WHAT YOU SHOULD DO => Give the data from its start through the line containing "(1279, 145)" as a two-column CSV with the headers instruction and answer. Make one row for each instruction and the coordinates that follow it, with each in a single quoted field and line breaks replaced by spaces.

STORED RECORDS =>
BEGIN
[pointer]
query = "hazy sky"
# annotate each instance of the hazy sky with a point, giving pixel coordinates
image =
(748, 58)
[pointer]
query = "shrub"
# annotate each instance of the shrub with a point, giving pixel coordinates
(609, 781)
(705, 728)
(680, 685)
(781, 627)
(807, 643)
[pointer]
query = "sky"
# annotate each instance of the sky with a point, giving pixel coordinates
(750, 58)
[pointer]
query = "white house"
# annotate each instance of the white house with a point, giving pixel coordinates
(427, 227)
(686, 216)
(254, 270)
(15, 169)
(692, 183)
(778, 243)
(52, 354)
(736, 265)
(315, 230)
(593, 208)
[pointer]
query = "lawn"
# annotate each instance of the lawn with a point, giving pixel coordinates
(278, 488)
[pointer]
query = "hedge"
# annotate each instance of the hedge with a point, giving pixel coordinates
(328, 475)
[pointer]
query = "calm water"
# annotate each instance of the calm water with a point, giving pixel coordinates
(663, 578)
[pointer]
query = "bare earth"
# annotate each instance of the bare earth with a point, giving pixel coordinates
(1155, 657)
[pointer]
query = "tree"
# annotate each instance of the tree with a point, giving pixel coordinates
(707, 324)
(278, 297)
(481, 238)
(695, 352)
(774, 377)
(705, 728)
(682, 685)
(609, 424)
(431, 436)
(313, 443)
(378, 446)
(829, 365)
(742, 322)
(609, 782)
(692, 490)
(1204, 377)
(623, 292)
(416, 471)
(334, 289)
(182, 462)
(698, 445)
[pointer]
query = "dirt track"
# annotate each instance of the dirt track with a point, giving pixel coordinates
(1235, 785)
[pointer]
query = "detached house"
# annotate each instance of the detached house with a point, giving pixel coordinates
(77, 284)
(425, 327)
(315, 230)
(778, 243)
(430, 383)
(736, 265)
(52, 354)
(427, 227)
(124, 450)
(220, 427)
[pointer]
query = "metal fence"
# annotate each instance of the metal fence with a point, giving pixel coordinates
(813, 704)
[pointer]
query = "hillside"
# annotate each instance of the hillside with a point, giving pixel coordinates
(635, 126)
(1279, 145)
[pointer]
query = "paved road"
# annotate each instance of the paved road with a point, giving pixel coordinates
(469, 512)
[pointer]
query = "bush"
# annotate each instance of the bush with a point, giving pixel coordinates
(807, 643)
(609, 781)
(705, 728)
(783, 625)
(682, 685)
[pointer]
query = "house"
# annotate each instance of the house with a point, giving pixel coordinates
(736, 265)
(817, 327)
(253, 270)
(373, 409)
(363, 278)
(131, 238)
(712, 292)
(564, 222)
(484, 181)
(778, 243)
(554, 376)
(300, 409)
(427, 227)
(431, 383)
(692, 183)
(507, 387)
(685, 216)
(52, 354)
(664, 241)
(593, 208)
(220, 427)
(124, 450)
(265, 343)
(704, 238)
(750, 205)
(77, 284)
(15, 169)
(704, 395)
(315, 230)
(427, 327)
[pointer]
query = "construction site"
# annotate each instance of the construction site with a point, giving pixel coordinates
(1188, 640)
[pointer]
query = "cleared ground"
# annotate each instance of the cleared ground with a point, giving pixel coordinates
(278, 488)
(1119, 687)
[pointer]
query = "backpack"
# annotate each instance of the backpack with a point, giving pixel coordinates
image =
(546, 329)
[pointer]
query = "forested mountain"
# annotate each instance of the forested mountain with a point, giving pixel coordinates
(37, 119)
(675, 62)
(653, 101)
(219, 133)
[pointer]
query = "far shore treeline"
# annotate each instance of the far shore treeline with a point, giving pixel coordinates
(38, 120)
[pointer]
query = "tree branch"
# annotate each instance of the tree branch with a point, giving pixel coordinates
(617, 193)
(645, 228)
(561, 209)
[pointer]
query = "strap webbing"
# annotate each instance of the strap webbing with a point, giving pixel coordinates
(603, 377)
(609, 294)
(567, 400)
END
RESULT =>
instruction,answer
"[pointer] query = ""hazy sky"" # annotate each instance of the hazy sky with a point, giving pixel coordinates image =","(748, 58)"
"[pointer] query = ""shrub"" # annotate each instance of the shrub with a point, giving pixel coordinates","(609, 781) (705, 728) (680, 685) (781, 627) (807, 643)"
"[pointer] query = ""sky"" # annotate each instance of the sky with a point, giving pixel coordinates","(750, 58)"
"[pointer] query = ""white house"" # annotate each instance of the white house with a point, giving pixel coordinates","(427, 227) (686, 216) (254, 270) (15, 169) (692, 183) (778, 243) (52, 354) (736, 265) (315, 230) (593, 208)"
"[pointer] query = ""lawn"" # annotate each instance of the lawn with a point, giving pixel coordinates","(278, 488)"
"[pointer] query = ""hedge"" # annotate each instance of the hedge with a point, giving pixel coordinates","(328, 475)"
"[pointer] query = ""calm water"" # annotate each instance of the calm water with a point, giving pixel coordinates","(663, 578)"
"[pointer] query = ""bare earth"" # annotate each instance of the bare earth with a point, giving pixel coordinates","(1155, 657)"
"[pointer] query = ""tree"" # annotate each instance of the tree with a point, giving pixel coordinates","(707, 324) (278, 297) (481, 238) (695, 352) (774, 377) (705, 728) (682, 685) (609, 424) (431, 436) (313, 443) (378, 446) (829, 365) (742, 322) (609, 782) (692, 490) (1204, 377) (623, 292) (416, 471) (334, 289) (182, 462) (698, 445)"
"[pointer] query = ""dirt track"" # annotate each instance of the dirt track with a point, giving pixel coordinates","(1235, 785)"
"[pointer] query = ""detached house"" # annotate each instance of the detached house with a point, giving pixel coordinates","(77, 284) (425, 327) (315, 230) (778, 243) (430, 383) (736, 265) (52, 354) (427, 227) (124, 450) (220, 427)"
"[pointer] query = ""metal fence"" # annotate each instance of the metal fence with a point, giving pixel coordinates","(813, 704)"
"[pointer] query = ""hillside"" # annotate each instance of the hillside with a point, giving pixel coordinates","(635, 126) (1279, 145)"